Which lines in the listing below contain the string "leaf", with case taken into account? Copy each such line in full.

>> Begin

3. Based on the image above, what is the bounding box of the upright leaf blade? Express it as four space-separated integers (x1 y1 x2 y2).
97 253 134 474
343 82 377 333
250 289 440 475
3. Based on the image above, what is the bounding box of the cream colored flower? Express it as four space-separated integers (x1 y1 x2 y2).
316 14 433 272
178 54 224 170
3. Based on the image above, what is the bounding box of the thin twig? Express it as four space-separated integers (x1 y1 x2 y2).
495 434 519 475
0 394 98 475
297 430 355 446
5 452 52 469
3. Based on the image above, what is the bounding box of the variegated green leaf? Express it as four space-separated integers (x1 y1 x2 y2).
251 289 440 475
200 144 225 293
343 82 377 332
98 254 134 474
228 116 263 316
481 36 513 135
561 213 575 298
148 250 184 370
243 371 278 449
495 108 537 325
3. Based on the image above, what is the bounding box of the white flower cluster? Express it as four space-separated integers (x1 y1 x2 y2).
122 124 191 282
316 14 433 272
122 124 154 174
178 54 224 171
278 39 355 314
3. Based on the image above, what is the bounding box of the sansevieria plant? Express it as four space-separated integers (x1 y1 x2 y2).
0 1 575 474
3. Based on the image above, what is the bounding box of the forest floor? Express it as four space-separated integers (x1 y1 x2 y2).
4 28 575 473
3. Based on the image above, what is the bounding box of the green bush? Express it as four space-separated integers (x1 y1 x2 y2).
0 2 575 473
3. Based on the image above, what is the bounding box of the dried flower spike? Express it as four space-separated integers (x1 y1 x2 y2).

>> End

**Written answer**:
3. Based on the image above, what is the bounding box of the upright leaf blade? Express it as four space-separated integers (x1 y1 x2 y2).
3. Based on the image above, what is the bounding box of the variegated green leaf? Express it as four space-separated integers (x1 y1 x2 y2).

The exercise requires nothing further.